**TO DO:**
Reproduce, character for character, only the lines of the records below that begin at the line containing "Annotate the mountain" and run through the line containing "<point>1060,156</point>", including both of those lines.

**RECORDED INFORMATION:**
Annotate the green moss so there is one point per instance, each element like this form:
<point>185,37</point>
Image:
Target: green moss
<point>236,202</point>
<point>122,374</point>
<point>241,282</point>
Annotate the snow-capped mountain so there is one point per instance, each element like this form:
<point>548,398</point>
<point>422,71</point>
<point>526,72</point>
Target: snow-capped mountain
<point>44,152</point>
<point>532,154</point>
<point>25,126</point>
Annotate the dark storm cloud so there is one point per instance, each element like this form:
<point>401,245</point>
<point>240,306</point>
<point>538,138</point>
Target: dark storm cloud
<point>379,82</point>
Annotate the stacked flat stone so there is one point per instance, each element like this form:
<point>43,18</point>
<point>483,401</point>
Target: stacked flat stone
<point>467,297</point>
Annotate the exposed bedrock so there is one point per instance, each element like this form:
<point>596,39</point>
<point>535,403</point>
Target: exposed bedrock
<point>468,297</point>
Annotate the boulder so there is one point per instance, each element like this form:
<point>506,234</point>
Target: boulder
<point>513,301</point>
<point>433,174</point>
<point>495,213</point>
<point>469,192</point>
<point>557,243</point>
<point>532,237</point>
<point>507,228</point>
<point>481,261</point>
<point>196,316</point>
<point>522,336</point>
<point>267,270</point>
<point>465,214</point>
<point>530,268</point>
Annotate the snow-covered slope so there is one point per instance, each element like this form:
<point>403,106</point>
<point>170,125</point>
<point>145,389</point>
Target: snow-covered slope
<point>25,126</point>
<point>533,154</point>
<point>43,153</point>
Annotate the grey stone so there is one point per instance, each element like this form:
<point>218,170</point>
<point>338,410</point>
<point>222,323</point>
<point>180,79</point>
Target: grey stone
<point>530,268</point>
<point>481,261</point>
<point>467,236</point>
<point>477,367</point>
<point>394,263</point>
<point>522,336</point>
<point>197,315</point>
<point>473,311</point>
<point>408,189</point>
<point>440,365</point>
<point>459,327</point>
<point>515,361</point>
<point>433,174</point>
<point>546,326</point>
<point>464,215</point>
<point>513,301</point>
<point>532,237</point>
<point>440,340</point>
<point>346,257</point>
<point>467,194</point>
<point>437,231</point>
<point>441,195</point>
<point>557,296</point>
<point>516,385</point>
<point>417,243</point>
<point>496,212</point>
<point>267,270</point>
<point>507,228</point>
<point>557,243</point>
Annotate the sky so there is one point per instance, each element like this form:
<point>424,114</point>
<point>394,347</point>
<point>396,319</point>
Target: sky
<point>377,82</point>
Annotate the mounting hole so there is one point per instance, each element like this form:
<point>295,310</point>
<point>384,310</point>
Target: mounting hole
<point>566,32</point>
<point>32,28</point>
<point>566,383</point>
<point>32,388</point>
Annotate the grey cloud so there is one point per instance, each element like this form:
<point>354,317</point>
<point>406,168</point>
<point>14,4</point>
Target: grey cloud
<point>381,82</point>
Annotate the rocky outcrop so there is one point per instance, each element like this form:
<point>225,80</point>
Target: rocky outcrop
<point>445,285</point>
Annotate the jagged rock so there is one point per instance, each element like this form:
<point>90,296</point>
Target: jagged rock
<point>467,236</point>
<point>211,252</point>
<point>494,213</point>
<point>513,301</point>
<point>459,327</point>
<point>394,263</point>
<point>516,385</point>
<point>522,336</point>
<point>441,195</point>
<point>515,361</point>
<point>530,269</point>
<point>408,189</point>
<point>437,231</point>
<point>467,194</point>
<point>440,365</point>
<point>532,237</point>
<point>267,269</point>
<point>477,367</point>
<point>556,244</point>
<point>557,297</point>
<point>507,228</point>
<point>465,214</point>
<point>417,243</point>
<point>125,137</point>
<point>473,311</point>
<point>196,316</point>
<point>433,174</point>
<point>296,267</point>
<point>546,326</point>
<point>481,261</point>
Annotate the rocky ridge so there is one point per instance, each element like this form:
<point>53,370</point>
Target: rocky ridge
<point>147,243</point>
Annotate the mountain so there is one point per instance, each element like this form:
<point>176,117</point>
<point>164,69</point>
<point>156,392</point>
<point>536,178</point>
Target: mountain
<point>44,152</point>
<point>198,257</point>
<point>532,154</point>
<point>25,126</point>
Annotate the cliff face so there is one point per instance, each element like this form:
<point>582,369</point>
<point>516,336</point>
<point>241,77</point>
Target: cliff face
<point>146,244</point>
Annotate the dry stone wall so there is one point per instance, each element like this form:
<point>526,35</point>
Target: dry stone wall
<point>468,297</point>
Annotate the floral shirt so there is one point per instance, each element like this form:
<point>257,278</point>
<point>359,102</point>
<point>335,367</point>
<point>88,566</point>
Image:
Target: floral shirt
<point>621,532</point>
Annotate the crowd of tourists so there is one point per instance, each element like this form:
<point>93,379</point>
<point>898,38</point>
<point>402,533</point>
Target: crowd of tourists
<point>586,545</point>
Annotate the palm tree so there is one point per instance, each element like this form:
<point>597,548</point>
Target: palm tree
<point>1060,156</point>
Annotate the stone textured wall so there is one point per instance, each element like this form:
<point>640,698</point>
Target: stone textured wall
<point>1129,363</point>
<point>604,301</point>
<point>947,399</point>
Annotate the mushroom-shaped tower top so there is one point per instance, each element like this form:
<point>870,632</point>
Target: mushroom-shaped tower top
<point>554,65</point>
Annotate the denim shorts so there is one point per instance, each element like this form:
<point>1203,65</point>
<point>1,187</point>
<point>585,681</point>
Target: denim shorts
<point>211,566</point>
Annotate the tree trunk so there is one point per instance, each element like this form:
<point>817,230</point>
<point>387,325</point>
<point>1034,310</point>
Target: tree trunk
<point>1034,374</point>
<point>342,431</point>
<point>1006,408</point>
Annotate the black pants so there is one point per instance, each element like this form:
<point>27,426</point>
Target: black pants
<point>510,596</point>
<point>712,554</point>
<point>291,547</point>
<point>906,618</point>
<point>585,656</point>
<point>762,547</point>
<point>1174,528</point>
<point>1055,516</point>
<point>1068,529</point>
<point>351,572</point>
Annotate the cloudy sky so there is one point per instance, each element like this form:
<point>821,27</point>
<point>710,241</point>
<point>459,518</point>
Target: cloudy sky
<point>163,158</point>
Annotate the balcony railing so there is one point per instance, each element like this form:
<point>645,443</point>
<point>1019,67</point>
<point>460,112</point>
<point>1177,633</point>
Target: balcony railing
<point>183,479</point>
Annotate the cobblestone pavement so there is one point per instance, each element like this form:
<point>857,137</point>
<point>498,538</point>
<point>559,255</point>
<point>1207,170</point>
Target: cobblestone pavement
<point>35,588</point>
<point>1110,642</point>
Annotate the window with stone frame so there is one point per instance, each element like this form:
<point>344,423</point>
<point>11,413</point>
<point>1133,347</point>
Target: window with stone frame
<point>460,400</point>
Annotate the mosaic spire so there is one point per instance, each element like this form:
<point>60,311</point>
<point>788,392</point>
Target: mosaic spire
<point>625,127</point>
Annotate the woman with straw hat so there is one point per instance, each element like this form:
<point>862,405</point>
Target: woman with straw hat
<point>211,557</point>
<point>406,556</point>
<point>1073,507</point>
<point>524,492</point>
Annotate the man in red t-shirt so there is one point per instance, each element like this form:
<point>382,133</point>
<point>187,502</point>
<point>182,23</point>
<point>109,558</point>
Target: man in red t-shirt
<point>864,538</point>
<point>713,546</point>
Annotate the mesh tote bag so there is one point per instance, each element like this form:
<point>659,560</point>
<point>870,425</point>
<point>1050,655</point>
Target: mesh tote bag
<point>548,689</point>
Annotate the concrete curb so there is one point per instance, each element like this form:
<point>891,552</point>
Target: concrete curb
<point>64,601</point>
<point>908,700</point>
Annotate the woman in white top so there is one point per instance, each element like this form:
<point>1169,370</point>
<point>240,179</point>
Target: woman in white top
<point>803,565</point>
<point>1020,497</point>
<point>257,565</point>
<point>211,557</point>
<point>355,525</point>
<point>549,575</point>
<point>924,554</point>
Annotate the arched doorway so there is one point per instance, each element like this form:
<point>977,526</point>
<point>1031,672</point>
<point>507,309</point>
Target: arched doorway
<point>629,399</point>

**EXPECTED ANSWER:**
Annotate the mountain so there is one point per instance, each element like this form:
<point>176,117</point>
<point>164,69</point>
<point>156,392</point>
<point>536,178</point>
Target: mountain
<point>44,152</point>
<point>198,257</point>
<point>532,154</point>
<point>25,126</point>
Annotate the cliff face so there is one point per instance, each element like this form:
<point>582,369</point>
<point>516,336</point>
<point>241,77</point>
Target: cliff face
<point>146,244</point>
Annotate the dry stone wall so there is one point per instance, each element like this form:
<point>526,35</point>
Target: dry stone wall
<point>468,297</point>
Annotate the floral shirt so there is one point per instance, each element like this form:
<point>257,278</point>
<point>359,102</point>
<point>335,367</point>
<point>88,566</point>
Image:
Target: floral shirt
<point>621,532</point>
Annotate the crowd of tourists so there is one point per instance, each element like this form:
<point>93,379</point>
<point>898,38</point>
<point>402,533</point>
Target: crowd of tourists
<point>586,545</point>
Annotate the palm tree so there is one point per instance, each element like this form:
<point>597,548</point>
Target: palm tree
<point>1060,156</point>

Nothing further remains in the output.